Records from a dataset
╔══
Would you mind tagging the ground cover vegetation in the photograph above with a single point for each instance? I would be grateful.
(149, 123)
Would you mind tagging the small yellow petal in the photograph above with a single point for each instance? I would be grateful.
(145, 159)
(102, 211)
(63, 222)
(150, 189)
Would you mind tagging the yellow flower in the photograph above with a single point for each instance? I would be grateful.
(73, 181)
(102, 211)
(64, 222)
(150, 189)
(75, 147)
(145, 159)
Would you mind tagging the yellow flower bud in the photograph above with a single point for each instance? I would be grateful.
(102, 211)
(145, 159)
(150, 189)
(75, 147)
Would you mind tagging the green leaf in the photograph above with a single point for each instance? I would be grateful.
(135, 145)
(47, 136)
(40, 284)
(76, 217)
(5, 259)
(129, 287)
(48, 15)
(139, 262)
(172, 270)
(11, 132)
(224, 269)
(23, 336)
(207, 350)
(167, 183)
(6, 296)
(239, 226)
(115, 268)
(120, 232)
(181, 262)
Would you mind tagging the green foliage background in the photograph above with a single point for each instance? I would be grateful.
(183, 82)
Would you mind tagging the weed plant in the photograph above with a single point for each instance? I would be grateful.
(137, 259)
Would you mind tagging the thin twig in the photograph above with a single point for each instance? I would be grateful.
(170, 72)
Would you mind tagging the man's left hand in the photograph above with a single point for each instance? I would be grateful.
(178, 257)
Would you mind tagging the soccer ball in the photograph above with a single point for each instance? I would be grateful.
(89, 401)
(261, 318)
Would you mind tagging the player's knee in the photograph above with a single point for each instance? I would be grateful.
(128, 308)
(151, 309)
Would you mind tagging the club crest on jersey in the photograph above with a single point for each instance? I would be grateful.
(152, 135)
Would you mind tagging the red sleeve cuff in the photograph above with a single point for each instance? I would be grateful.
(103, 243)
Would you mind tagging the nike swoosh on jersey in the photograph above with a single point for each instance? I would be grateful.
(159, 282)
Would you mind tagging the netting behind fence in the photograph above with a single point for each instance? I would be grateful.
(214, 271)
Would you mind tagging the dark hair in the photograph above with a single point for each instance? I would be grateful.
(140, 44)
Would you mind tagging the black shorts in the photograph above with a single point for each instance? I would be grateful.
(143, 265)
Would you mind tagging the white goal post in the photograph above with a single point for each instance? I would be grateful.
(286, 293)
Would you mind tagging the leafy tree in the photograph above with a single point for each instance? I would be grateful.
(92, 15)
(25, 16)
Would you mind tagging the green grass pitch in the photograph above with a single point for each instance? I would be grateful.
╚══
● **Work instruction**: All the entries are to be set down exactly as they appear.

● **Written reply**:
Would you mind tagging the ground cover vegetation in the photograph above with a single point for each instance? I would be grateful.
(149, 123)
Would you mind tagging the small yellow petal in the photograph above with a single point for each instance? I would be grateful.
(145, 159)
(102, 211)
(63, 222)
(150, 189)
Would you mind tagging the yellow flower in the photograph above with a single point for each instance? I would be grateful.
(73, 181)
(102, 211)
(64, 222)
(150, 189)
(75, 147)
(145, 159)
Would you mind tagging the yellow flower bud in the photograph above with a single point for each instance? I would be grateful.
(102, 211)
(145, 159)
(150, 189)
(75, 147)
Would you mind tagging the green leaf in the photograph above with a single point for each instance? I would be grateful.
(135, 145)
(47, 136)
(40, 284)
(76, 217)
(5, 259)
(129, 287)
(48, 15)
(139, 262)
(172, 270)
(11, 132)
(224, 269)
(23, 336)
(207, 350)
(167, 183)
(6, 296)
(239, 226)
(115, 268)
(120, 232)
(181, 262)
Would you mind tagging the green foliage background in the photograph above with a single point for each instance? I would be grateful.
(183, 82)
Would you mind tagging the weed plant in the photograph above with a single point for each instance? I would be grateful.
(137, 259)
Would you mind tagging the thin twig in the photograph above with a single point for each instance? I would be grateful.
(170, 72)
Would you mind tagging the man's left hand in the photograph above with a single point for each instance? I would be grateful.
(178, 257)
Would you mind tagging the soccer ball in the photograph above with a single point for each instance? I would be grateful.
(89, 401)
(261, 318)
Would you mind tagging the player's knee in the photograph above with a single point for each instance? I would be grateful.
(128, 308)
(151, 309)
Would you mind tagging the club crest on jersey in the photograph above with a single point for each instance? I would be grateful.
(152, 135)
Would you mind tagging the red sleeve cuff in the photograph above with a single point for each instance? I would be grateful.
(103, 243)
Would you mind tagging the nike swoosh on jersey in the photograph above with a single point for each instance? I would be grateful.
(159, 282)
Would you mind tagging the netting behind fence in the photograph above with a single point for each instance? I would be grateful.
(214, 271)
Would you mind tagging the dark hair in the photograph above with a single point for each instance? I would be grateful.
(140, 44)
Would you mind tagging the black shorts in the photograph above with a single point for each instance? I would be grateful.
(143, 265)
Would you mind tagging the white goal post in the photograph above with a single point for each instance? I would be grateful.
(286, 293)
Would you mind tagging the leafy tree in the photograph above with a single point for each instance? I would be grateful.
(92, 15)
(25, 16)
Would you mind tagging the green grass pitch in the photograph above with a single point for each instance? I would be grateful.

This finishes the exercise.